§ **WHAT IS NEEDED**: Each entry that follows is to be retyped exactly. Pictures do not belong in the copy.

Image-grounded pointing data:
################

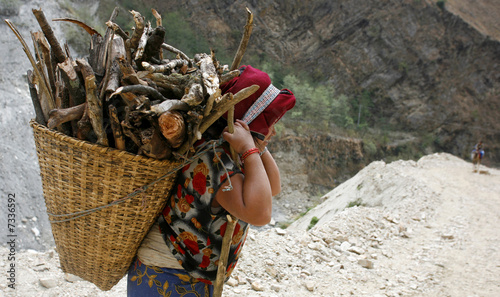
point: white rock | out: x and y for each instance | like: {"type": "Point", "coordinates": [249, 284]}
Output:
{"type": "Point", "coordinates": [345, 246]}
{"type": "Point", "coordinates": [72, 278]}
{"type": "Point", "coordinates": [232, 282]}
{"type": "Point", "coordinates": [310, 285]}
{"type": "Point", "coordinates": [257, 286]}
{"type": "Point", "coordinates": [356, 250]}
{"type": "Point", "coordinates": [280, 231]}
{"type": "Point", "coordinates": [48, 282]}
{"type": "Point", "coordinates": [366, 263]}
{"type": "Point", "coordinates": [276, 288]}
{"type": "Point", "coordinates": [35, 231]}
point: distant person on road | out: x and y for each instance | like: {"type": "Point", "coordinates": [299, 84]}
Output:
{"type": "Point", "coordinates": [477, 155]}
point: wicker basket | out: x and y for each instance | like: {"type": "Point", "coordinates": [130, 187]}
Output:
{"type": "Point", "coordinates": [96, 223]}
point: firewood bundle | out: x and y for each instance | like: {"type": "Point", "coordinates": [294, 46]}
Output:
{"type": "Point", "coordinates": [125, 94]}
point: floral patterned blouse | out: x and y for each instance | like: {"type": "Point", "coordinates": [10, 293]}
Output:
{"type": "Point", "coordinates": [190, 228]}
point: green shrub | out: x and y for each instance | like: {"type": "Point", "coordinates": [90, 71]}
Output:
{"type": "Point", "coordinates": [313, 222]}
{"type": "Point", "coordinates": [440, 3]}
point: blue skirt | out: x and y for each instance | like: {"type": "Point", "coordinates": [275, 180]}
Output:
{"type": "Point", "coordinates": [144, 280]}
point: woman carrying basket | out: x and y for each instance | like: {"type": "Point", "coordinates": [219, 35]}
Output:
{"type": "Point", "coordinates": [179, 256]}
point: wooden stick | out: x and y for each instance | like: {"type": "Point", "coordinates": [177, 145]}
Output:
{"type": "Point", "coordinates": [43, 45]}
{"type": "Point", "coordinates": [177, 52]}
{"type": "Point", "coordinates": [229, 76]}
{"type": "Point", "coordinates": [173, 128]}
{"type": "Point", "coordinates": [230, 128]}
{"type": "Point", "coordinates": [157, 15]}
{"type": "Point", "coordinates": [117, 29]}
{"type": "Point", "coordinates": [84, 26]}
{"type": "Point", "coordinates": [72, 82]}
{"type": "Point", "coordinates": [140, 89]}
{"type": "Point", "coordinates": [226, 247]}
{"type": "Point", "coordinates": [34, 98]}
{"type": "Point", "coordinates": [37, 75]}
{"type": "Point", "coordinates": [59, 116]}
{"type": "Point", "coordinates": [116, 127]}
{"type": "Point", "coordinates": [244, 41]}
{"type": "Point", "coordinates": [142, 43]}
{"type": "Point", "coordinates": [95, 110]}
{"type": "Point", "coordinates": [49, 34]}
{"type": "Point", "coordinates": [138, 31]}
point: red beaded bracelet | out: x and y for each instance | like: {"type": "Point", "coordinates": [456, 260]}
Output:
{"type": "Point", "coordinates": [248, 153]}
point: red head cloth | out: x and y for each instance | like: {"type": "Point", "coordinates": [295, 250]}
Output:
{"type": "Point", "coordinates": [283, 100]}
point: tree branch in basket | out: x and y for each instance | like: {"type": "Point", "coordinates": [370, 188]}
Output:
{"type": "Point", "coordinates": [138, 31]}
{"type": "Point", "coordinates": [59, 116]}
{"type": "Point", "coordinates": [34, 98]}
{"type": "Point", "coordinates": [84, 26]}
{"type": "Point", "coordinates": [173, 128]}
{"type": "Point", "coordinates": [116, 128]}
{"type": "Point", "coordinates": [95, 110]}
{"type": "Point", "coordinates": [49, 34]}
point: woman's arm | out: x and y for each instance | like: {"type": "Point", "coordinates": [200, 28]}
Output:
{"type": "Point", "coordinates": [250, 199]}
{"type": "Point", "coordinates": [273, 173]}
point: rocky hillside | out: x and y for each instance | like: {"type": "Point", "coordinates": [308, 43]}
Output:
{"type": "Point", "coordinates": [428, 70]}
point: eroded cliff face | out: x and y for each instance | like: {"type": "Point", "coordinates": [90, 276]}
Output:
{"type": "Point", "coordinates": [427, 69]}
{"type": "Point", "coordinates": [327, 160]}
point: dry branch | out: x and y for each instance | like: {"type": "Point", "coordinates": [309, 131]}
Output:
{"type": "Point", "coordinates": [34, 98]}
{"type": "Point", "coordinates": [116, 127]}
{"type": "Point", "coordinates": [60, 116]}
{"type": "Point", "coordinates": [95, 110]}
{"type": "Point", "coordinates": [49, 34]}
{"type": "Point", "coordinates": [173, 128]}
{"type": "Point", "coordinates": [84, 26]}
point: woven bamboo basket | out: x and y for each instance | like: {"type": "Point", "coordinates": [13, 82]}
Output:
{"type": "Point", "coordinates": [98, 216]}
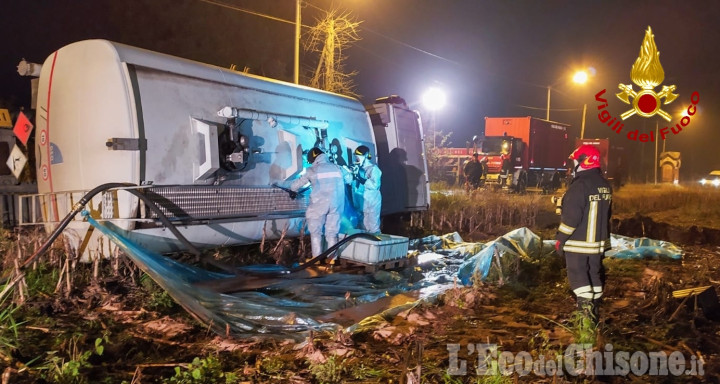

################

§ **ANSWER SECTION**:
point: white rock | out: x and y for each instance | like: {"type": "Point", "coordinates": [249, 284]}
Output:
{"type": "Point", "coordinates": [345, 246]}
{"type": "Point", "coordinates": [72, 278]}
{"type": "Point", "coordinates": [232, 282]}
{"type": "Point", "coordinates": [310, 285]}
{"type": "Point", "coordinates": [257, 286]}
{"type": "Point", "coordinates": [356, 250]}
{"type": "Point", "coordinates": [280, 231]}
{"type": "Point", "coordinates": [48, 282]}
{"type": "Point", "coordinates": [366, 263]}
{"type": "Point", "coordinates": [276, 288]}
{"type": "Point", "coordinates": [35, 231]}
point: distant person on road | out: x and y for each instance | like: {"type": "Point", "coordinates": [299, 84]}
Output:
{"type": "Point", "coordinates": [477, 155]}
point: wicker basket | out: x and y for each instance | like: {"type": "Point", "coordinates": [130, 187]}
Output:
{"type": "Point", "coordinates": [96, 223]}
point: firewood bundle | out: x and y for each instance | like: {"type": "Point", "coordinates": [294, 46]}
Output:
{"type": "Point", "coordinates": [125, 94]}
point: floral patterned blouse | out: x and y for each instance | like: {"type": "Point", "coordinates": [10, 293]}
Output:
{"type": "Point", "coordinates": [190, 228]}
point: green shrub | out: x and y for each instance | like: {"type": "Point", "coordinates": [90, 71]}
Output:
{"type": "Point", "coordinates": [313, 222]}
{"type": "Point", "coordinates": [440, 3]}
point: blue skirt | out: x and y for each instance | like: {"type": "Point", "coordinates": [275, 180]}
Output:
{"type": "Point", "coordinates": [144, 280]}
point: woman carrying basket | out: x and y for each instance | like: {"type": "Point", "coordinates": [219, 35]}
Output:
{"type": "Point", "coordinates": [179, 256]}
point: wooden stick | out: x and y for each instance | like: {"type": "Point", "coordinates": [177, 145]}
Output:
{"type": "Point", "coordinates": [43, 45]}
{"type": "Point", "coordinates": [177, 52]}
{"type": "Point", "coordinates": [229, 76]}
{"type": "Point", "coordinates": [173, 128]}
{"type": "Point", "coordinates": [230, 128]}
{"type": "Point", "coordinates": [157, 15]}
{"type": "Point", "coordinates": [117, 29]}
{"type": "Point", "coordinates": [84, 26]}
{"type": "Point", "coordinates": [72, 82]}
{"type": "Point", "coordinates": [140, 89]}
{"type": "Point", "coordinates": [226, 247]}
{"type": "Point", "coordinates": [34, 98]}
{"type": "Point", "coordinates": [37, 75]}
{"type": "Point", "coordinates": [59, 116]}
{"type": "Point", "coordinates": [116, 127]}
{"type": "Point", "coordinates": [244, 41]}
{"type": "Point", "coordinates": [142, 43]}
{"type": "Point", "coordinates": [95, 110]}
{"type": "Point", "coordinates": [49, 34]}
{"type": "Point", "coordinates": [138, 31]}
point: red beaded bracelet | out: x and y for each instance | like: {"type": "Point", "coordinates": [456, 260]}
Output:
{"type": "Point", "coordinates": [248, 153]}
point: red head cloth | out: x and y for each instance | like: {"type": "Point", "coordinates": [295, 250]}
Output:
{"type": "Point", "coordinates": [283, 100]}
point: tree branch in basket | out: x and y for each instance | like: {"type": "Point", "coordinates": [370, 188]}
Output:
{"type": "Point", "coordinates": [138, 31]}
{"type": "Point", "coordinates": [59, 116]}
{"type": "Point", "coordinates": [34, 98]}
{"type": "Point", "coordinates": [84, 26]}
{"type": "Point", "coordinates": [173, 128]}
{"type": "Point", "coordinates": [116, 128]}
{"type": "Point", "coordinates": [95, 110]}
{"type": "Point", "coordinates": [49, 34]}
point: woman's arm | out: x and y for each instance | like: {"type": "Point", "coordinates": [200, 28]}
Output:
{"type": "Point", "coordinates": [250, 199]}
{"type": "Point", "coordinates": [273, 173]}
point: rocky hillside | out: x and y for each instance | like: {"type": "Point", "coordinates": [308, 43]}
Output:
{"type": "Point", "coordinates": [428, 70]}
point: eroded cliff face | out: x and y for each instance | like: {"type": "Point", "coordinates": [90, 276]}
Output:
{"type": "Point", "coordinates": [427, 69]}
{"type": "Point", "coordinates": [327, 160]}
point: dry branch | out: x and y for each instance | like: {"type": "Point", "coordinates": [309, 131]}
Output:
{"type": "Point", "coordinates": [34, 98]}
{"type": "Point", "coordinates": [116, 127]}
{"type": "Point", "coordinates": [60, 116]}
{"type": "Point", "coordinates": [95, 110]}
{"type": "Point", "coordinates": [49, 34]}
{"type": "Point", "coordinates": [173, 128]}
{"type": "Point", "coordinates": [84, 26]}
point: woven bamboo basket | out: x and y for each instance | like: {"type": "Point", "coordinates": [13, 82]}
Output:
{"type": "Point", "coordinates": [98, 216]}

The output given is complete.